-- Start --

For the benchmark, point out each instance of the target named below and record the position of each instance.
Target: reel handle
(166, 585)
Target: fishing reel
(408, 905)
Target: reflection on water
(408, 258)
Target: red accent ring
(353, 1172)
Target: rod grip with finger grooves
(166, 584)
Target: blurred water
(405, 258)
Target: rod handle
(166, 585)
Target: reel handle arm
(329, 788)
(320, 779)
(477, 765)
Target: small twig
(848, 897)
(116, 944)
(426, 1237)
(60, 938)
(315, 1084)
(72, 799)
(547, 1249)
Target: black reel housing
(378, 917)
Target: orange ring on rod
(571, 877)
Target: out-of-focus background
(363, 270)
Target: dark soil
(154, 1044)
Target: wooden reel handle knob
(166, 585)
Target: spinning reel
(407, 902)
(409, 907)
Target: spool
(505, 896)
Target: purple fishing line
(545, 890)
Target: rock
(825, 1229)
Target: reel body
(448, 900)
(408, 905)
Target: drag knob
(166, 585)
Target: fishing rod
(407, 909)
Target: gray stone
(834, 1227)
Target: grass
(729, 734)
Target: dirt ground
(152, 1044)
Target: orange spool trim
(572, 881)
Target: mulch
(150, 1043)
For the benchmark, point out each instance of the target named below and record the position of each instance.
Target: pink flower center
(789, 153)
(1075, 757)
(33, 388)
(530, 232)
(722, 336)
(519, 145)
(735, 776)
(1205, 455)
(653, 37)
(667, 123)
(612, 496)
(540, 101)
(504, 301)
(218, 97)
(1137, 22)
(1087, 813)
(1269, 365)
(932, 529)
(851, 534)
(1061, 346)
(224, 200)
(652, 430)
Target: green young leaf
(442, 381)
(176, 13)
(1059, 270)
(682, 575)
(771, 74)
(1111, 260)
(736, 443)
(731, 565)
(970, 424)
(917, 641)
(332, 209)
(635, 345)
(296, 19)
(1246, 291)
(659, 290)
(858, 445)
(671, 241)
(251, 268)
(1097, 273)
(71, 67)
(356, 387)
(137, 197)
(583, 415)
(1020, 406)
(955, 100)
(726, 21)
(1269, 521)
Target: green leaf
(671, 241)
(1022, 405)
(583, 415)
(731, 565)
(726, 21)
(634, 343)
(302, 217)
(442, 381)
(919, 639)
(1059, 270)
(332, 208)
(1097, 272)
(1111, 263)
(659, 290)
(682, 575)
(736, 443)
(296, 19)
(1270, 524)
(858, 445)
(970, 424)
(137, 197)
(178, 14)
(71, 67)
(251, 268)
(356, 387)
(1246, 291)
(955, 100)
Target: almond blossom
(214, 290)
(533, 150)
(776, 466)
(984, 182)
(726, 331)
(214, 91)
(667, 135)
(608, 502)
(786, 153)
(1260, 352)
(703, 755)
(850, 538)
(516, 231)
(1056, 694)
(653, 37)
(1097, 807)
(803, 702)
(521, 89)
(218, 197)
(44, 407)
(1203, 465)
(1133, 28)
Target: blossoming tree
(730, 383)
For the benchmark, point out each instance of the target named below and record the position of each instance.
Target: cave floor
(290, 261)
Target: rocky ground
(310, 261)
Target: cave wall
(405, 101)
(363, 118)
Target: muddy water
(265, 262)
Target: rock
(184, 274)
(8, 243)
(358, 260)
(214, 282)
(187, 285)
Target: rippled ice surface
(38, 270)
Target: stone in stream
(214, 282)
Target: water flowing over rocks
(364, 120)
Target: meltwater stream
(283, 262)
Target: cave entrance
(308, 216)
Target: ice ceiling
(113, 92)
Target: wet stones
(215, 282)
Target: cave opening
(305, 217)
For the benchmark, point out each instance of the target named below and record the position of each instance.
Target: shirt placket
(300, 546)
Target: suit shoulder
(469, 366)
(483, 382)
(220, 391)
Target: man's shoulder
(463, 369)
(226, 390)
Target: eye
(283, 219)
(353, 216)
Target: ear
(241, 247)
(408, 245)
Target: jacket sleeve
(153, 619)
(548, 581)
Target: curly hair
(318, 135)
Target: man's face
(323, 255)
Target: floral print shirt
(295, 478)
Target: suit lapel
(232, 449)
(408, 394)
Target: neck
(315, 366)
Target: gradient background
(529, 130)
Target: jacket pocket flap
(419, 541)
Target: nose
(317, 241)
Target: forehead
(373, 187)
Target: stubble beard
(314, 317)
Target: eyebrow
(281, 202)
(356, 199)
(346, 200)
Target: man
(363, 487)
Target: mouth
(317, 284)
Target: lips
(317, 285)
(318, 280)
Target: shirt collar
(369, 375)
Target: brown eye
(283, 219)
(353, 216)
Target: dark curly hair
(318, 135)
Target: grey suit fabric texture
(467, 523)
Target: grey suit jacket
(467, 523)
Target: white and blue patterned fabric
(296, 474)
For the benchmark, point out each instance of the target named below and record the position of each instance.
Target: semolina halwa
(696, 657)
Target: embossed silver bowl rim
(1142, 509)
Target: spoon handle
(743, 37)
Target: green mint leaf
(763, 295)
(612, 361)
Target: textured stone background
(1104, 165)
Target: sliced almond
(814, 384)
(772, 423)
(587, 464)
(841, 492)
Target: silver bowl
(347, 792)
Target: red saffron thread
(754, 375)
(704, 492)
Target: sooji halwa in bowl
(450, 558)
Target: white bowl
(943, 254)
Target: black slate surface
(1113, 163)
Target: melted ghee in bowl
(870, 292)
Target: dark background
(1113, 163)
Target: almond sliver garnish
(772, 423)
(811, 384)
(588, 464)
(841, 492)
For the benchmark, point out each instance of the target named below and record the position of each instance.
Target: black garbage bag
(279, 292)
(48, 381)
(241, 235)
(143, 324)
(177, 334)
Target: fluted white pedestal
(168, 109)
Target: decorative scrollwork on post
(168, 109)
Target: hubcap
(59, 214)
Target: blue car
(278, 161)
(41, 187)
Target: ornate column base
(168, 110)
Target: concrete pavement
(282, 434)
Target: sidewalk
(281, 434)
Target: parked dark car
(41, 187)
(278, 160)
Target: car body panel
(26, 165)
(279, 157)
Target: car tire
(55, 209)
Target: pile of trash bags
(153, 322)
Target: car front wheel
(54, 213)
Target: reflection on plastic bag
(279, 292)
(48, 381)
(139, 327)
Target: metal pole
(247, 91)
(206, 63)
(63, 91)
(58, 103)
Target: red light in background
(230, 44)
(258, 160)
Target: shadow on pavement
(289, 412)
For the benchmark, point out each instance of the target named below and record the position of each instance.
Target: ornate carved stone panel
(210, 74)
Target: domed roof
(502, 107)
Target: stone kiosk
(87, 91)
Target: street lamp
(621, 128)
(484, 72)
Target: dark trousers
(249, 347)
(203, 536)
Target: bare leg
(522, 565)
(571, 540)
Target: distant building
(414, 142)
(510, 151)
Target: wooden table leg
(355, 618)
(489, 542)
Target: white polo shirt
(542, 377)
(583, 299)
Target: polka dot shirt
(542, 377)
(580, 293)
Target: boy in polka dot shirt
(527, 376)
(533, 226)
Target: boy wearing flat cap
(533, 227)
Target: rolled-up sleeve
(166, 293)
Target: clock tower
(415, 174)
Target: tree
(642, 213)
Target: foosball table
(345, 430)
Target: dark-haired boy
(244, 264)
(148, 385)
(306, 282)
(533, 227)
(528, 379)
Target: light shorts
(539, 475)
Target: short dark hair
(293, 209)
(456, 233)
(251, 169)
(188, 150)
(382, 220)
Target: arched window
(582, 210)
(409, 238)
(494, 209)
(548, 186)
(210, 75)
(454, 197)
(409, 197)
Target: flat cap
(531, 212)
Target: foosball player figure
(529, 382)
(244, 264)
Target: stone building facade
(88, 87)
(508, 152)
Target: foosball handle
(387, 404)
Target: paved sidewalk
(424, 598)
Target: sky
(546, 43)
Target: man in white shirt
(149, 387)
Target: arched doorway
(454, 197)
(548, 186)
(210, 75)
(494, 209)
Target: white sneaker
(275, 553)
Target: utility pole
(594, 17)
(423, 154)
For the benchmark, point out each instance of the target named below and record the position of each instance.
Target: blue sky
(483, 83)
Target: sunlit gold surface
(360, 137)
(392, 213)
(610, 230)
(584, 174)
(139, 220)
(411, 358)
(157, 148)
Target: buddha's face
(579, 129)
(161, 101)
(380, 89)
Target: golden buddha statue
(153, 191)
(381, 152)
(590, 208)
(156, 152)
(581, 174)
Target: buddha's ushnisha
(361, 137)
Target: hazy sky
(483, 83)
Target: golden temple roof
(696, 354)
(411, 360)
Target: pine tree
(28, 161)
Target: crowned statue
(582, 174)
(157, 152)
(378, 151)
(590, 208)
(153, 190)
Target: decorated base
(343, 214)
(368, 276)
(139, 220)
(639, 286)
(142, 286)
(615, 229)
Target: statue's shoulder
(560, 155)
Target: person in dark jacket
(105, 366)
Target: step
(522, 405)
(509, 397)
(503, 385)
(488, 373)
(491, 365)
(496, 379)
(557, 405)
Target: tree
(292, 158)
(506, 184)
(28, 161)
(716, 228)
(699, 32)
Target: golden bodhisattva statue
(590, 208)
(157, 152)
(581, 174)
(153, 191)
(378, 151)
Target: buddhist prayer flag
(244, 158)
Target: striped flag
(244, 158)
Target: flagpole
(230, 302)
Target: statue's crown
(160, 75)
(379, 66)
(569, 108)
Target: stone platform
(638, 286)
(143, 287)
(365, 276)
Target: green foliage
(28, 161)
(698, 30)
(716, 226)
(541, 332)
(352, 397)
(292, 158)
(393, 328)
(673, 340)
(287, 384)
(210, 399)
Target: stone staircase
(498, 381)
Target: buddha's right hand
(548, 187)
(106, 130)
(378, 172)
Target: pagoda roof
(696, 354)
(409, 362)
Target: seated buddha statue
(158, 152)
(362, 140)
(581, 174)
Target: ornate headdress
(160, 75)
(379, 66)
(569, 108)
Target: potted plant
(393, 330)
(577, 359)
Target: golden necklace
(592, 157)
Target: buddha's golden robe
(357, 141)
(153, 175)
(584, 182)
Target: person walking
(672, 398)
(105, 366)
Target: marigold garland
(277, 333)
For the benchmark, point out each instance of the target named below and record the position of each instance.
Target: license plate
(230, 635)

-- End --

■ TASK DESCRIPTION
Swap "handle" for "crank" in the records from their first line through the line holding "(150, 1043)", inclusive, and give back only those lines with nothing else changed.

■ ANSWER BELOW
For the benchmark, point out each instance of the target named below and record the position of each instance.
Target: reel crank
(166, 585)
Target: fishing reel
(408, 905)
Target: reflection on water
(408, 258)
Target: red accent ring
(353, 1172)
Target: rod grip with finger grooves
(166, 584)
Target: blurred water
(405, 258)
Target: rod crank
(166, 585)
Target: reel crank arm
(329, 788)
(320, 779)
(477, 765)
Target: small twig
(848, 897)
(116, 944)
(426, 1237)
(60, 938)
(315, 1084)
(72, 799)
(547, 1249)
Target: black reel housing
(378, 917)
Target: orange ring on rod
(571, 877)
Target: out-of-focus background
(363, 270)
Target: dark soil
(154, 1044)
Target: wooden reel crank knob
(166, 585)
Target: spinning reel
(407, 902)
(409, 907)
Target: spool
(505, 896)
Target: purple fishing line
(545, 890)
Target: rock
(825, 1229)
Target: reel body
(448, 900)
(408, 905)
Target: drag knob
(166, 585)
Target: fishing rod
(407, 909)
Target: gray stone
(834, 1227)
Target: grass
(729, 734)
Target: dirt ground
(152, 1044)
Target: orange spool trim
(572, 881)
Target: mulch
(150, 1043)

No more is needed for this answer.